--- PROBLEM DETAILS ---
Could you rewrite the listing from the line containing "For the vaulted" through its final line, both included, substituting "image" for every "photo" and leaving everything else unchanged?

[Data records]
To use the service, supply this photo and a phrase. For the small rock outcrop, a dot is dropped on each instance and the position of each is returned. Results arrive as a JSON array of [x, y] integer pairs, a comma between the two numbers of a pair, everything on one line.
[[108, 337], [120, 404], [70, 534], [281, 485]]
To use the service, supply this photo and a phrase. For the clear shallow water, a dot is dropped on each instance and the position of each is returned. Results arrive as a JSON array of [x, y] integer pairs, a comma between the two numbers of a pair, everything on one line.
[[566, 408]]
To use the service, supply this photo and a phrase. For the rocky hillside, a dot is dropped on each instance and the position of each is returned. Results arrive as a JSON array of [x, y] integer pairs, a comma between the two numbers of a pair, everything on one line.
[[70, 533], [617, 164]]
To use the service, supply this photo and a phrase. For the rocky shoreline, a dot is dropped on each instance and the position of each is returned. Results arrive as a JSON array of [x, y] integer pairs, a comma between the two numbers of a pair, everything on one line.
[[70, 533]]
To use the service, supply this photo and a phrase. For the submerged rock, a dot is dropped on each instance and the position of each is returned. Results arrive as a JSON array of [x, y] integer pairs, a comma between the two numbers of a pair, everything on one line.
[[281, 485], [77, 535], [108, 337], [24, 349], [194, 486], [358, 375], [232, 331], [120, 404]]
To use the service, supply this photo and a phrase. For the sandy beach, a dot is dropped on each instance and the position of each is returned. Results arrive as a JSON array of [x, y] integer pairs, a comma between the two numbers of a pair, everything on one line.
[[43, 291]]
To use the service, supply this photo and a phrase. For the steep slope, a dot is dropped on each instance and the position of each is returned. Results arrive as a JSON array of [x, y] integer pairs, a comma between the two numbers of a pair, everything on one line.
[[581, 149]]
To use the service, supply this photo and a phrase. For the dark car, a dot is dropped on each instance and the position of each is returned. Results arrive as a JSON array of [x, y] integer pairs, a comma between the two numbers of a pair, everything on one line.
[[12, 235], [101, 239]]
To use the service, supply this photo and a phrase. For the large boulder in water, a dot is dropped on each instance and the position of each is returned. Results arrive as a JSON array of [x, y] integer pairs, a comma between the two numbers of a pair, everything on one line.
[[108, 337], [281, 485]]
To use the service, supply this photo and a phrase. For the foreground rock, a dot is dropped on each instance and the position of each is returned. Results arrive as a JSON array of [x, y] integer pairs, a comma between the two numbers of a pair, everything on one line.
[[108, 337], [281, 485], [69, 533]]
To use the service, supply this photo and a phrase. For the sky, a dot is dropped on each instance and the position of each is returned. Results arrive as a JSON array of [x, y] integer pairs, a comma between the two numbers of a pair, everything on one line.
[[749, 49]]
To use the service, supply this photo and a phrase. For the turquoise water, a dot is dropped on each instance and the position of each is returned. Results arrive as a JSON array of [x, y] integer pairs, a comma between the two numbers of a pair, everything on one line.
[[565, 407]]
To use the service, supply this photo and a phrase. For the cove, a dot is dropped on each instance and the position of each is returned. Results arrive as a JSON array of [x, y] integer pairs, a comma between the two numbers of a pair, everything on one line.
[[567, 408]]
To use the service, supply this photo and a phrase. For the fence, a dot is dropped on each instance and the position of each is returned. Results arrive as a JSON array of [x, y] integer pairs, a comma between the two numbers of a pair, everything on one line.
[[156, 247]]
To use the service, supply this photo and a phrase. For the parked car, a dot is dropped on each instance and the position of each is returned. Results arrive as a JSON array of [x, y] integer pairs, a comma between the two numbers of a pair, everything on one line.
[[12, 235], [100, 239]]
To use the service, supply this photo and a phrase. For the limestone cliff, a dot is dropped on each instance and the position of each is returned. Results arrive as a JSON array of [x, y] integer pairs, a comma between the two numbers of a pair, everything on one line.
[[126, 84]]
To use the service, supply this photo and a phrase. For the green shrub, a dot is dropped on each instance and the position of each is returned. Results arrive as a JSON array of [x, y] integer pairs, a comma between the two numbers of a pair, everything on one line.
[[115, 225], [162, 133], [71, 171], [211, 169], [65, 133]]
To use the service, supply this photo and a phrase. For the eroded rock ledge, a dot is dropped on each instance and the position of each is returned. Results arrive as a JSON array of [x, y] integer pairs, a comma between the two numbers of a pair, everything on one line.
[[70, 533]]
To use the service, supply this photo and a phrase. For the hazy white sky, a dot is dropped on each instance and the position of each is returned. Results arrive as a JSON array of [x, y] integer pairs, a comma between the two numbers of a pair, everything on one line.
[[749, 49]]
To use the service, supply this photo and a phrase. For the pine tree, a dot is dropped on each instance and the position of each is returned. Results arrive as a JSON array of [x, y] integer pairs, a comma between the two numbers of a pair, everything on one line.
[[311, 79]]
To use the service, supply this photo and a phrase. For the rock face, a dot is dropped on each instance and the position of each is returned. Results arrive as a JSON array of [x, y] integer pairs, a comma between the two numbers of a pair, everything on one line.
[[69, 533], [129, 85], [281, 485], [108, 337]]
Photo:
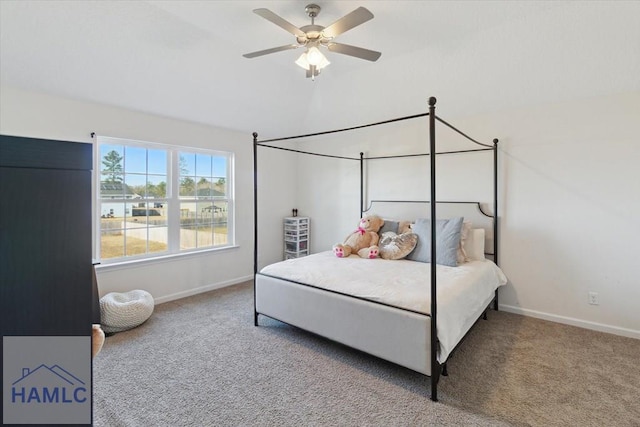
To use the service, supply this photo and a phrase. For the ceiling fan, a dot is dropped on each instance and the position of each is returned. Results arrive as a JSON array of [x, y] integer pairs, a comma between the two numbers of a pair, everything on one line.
[[313, 36]]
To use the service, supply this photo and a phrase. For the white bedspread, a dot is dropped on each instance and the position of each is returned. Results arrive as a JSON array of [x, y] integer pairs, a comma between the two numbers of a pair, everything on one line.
[[462, 291]]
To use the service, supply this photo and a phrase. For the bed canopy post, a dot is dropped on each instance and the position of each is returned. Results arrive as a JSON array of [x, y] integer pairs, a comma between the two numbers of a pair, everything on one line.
[[435, 366], [361, 184], [495, 211], [255, 223]]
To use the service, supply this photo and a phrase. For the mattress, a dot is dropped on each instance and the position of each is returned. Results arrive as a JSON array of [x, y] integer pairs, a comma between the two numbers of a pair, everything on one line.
[[463, 291]]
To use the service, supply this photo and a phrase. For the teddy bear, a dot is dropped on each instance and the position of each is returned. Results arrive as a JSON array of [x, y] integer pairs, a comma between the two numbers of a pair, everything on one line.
[[363, 241]]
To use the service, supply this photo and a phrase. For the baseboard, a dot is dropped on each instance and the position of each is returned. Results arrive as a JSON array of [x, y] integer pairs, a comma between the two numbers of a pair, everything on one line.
[[573, 322], [202, 289]]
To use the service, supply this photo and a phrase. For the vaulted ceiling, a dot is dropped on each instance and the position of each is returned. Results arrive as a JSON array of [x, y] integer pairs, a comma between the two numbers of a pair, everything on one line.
[[183, 59]]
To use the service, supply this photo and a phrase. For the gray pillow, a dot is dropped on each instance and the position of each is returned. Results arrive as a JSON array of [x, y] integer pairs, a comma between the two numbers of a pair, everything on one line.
[[389, 225], [397, 246], [447, 241]]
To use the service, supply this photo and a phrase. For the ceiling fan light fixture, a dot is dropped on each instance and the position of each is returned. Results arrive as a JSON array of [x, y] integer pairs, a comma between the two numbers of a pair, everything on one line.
[[311, 37], [314, 56], [308, 59]]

--- PROBLEM SOLUTION ---
To use the service, supply this image and a phrase. For the vaulted ceiling, a dot is dropped on each instance and the position of each is returned. Results arrive as a JSON array of [x, y] integer pairs, a comma between the two numbers of a pair, everything on one line.
[[183, 59]]
To use the service, supply this image and a phrase. For the gray pillow, a dot is dropped on each instance and the position of each is returned. Results arrive as a JSON array of [x, y] integer pairs, a comma between the two numbers of a pair, everything on one line.
[[389, 225], [397, 246], [447, 241]]
To use the service, supply this image and a phrase. For the ceiling fan light fixture, a dot is dropped on each instance and the position of each is returned. Results arrive as a JSON array of [x, y] integer pairs, a comma between the two numbers of a pair, everything on one line.
[[311, 37], [314, 56], [308, 59]]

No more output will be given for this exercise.